TEXT PROVIDED
Tuesday, December 28, 2010

...and all is right with the world

Well, I think this blog will just be an update on Bonny’s world. As you can see the Google ads are gone and we are back to the old format, which I like better anyway. Angels was not paid for any of the traffic generated from our website. So, the grand experiment ends with a lesson learned, always a valuable thing ;-).

My faith in the Creator’s ability to put me where I am meant to be, has once again been re-affirmed. I am living where I need to live, to best access my new job, which is a position I absolutely love, and an excellent fit for both me and my employers. The schedule for this job offers me the time necessary to continue working with homeless initiatives and street people.

I am once again enjoying the great peace of knowing my path is firm and clear before me. Thank you, all of my dear friends for your love and support during those dark months of uncertainty. Have a joyous day and I am sure I will be back to rant about something else again very soon.

Thursday, December 16, 2010

Ghosts of Christmas Past

As Christmas approaches I am always reminded of an incident which happened many years ago. My best friend’s little boy was 7 or 8 years old, which is about the age when logic sets in and kids put aside fantasies of Tooth Fairies, Easter Bunnies and Santa Clause. My friend gently prodded the boy as to what his beliefs were on the subject of Santa. Although, she would have been happy with a simple yes or no response… her son, a very bright kid was willing to explain his position. YES, he does believe in Santa, because if Santa wasn’t real we wouldn’t know how to think him up. In philosophical terms, I would call this the “Santalogical Argument”. This is the same circular reasoning that has been used in the “Ontological Argument” for hundreds of years to prove the existence of God. Does this small event exemplify the boy’s maturity of thought or the inherent childishness of the Ontological Argument? Either way I personally love the Santalogical Argument.

PROVIDED DATA
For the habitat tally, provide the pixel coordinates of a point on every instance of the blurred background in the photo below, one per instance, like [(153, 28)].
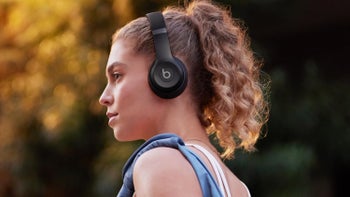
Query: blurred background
[(53, 135)]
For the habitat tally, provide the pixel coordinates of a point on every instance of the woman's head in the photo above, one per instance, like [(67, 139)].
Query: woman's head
[(223, 75)]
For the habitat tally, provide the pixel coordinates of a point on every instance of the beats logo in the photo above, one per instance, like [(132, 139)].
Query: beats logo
[(166, 74)]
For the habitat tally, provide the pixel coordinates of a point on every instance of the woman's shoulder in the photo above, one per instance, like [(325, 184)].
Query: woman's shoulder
[(164, 170)]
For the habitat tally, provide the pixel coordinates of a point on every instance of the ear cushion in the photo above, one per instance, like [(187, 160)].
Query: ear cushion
[(168, 79)]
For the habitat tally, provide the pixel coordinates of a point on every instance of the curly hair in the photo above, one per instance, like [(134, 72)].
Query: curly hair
[(223, 73)]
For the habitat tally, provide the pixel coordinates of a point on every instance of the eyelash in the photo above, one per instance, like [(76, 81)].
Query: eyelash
[(116, 75)]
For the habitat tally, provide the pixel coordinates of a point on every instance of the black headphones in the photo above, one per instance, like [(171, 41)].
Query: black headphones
[(168, 75)]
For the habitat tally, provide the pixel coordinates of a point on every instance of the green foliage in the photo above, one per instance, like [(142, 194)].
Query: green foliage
[(53, 133)]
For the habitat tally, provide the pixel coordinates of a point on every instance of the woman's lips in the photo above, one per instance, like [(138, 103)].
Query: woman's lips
[(112, 117)]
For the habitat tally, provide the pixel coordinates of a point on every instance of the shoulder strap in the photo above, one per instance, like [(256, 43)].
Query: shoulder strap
[(207, 182), (220, 175)]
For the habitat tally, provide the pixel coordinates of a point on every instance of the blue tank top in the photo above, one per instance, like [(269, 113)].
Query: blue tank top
[(207, 182)]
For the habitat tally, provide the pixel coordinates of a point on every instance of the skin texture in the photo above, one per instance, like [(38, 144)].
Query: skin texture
[(135, 112)]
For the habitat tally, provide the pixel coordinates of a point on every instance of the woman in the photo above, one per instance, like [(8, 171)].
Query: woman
[(175, 91)]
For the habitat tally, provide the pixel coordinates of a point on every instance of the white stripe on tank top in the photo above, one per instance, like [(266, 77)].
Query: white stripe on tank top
[(219, 173)]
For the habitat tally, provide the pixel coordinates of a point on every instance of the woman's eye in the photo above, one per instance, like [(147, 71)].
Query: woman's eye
[(116, 75)]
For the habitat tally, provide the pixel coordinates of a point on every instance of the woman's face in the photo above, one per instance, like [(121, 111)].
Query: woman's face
[(134, 111)]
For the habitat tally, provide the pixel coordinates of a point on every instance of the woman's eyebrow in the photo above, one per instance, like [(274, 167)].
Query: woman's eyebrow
[(114, 65)]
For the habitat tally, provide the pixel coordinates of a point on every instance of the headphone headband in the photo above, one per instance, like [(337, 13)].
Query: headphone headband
[(160, 35)]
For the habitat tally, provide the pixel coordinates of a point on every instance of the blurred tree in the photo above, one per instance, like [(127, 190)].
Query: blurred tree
[(54, 139)]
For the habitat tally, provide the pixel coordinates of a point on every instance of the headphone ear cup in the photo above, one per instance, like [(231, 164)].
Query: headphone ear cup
[(168, 79)]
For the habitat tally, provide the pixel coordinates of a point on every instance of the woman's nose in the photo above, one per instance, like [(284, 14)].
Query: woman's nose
[(106, 98)]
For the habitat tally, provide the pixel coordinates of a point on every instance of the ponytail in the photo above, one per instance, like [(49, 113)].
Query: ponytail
[(237, 109)]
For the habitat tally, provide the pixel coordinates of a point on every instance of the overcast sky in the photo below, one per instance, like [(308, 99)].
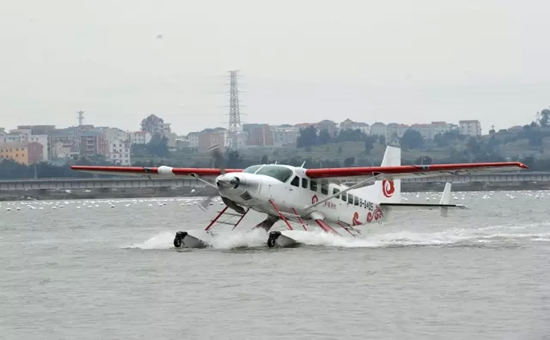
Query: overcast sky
[(301, 61)]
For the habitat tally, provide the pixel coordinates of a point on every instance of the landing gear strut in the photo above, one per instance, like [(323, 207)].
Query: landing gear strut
[(278, 239), (272, 240), (180, 235)]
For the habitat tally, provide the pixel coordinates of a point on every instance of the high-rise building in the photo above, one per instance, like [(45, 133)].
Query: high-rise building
[(155, 126), (470, 127)]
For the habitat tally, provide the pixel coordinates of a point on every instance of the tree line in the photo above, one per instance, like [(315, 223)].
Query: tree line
[(485, 149)]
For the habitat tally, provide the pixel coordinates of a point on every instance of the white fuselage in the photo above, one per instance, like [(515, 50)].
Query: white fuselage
[(291, 191)]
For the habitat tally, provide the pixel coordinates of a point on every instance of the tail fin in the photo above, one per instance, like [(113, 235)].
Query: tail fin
[(445, 199), (386, 191)]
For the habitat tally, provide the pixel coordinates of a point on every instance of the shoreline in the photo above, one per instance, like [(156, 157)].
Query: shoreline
[(43, 195)]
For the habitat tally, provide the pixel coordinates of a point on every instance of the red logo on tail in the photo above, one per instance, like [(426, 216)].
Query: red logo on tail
[(388, 188)]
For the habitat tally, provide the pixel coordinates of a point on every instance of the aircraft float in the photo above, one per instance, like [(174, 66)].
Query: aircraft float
[(297, 196)]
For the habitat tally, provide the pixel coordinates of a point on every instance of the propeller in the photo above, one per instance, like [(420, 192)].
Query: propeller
[(219, 162), (219, 159)]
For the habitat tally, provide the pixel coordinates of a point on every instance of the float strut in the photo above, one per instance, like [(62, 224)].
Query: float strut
[(281, 215)]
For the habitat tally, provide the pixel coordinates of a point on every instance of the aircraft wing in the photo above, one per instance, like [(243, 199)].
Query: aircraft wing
[(413, 171), (161, 171)]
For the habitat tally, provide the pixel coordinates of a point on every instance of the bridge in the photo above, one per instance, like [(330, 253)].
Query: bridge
[(69, 183)]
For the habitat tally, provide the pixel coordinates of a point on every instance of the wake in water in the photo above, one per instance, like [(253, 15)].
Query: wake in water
[(258, 238)]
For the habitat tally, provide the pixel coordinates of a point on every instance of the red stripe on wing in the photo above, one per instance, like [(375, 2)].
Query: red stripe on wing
[(407, 169)]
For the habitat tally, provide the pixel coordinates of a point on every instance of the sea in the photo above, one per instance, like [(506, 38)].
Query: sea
[(107, 269)]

EXERCISE DETAILS
Reproduce the blog text word for word from "I am once again" to "again very soon.". The material isn't needed for this.

RESPONSE TO THIS TASK
I am once again enjoying the great peace of knowing my path is firm and clear before me. Thank you, all of my dear friends for your love and support during those dark months of uncertainty. Have a joyous day and I am sure I will be back to rant about something else again very soon.